» What the task asks: Copy out each line of the items below that contains the string "slice".

********

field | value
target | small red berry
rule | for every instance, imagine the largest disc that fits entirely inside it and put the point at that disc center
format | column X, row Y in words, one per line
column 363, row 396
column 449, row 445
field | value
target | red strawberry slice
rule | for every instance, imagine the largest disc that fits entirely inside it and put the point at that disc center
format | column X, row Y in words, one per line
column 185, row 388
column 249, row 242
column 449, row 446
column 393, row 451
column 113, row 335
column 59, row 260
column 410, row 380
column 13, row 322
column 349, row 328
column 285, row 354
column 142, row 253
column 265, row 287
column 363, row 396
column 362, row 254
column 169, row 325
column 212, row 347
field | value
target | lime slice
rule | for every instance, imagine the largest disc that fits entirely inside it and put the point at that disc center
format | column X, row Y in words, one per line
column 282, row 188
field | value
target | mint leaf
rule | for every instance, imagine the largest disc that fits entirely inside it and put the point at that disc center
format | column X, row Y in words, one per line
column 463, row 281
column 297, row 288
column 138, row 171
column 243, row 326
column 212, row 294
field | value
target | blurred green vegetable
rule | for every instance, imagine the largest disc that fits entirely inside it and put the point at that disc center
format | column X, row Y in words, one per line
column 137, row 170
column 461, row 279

********

» Correct output:
target | red strawberry slice
target | lime slice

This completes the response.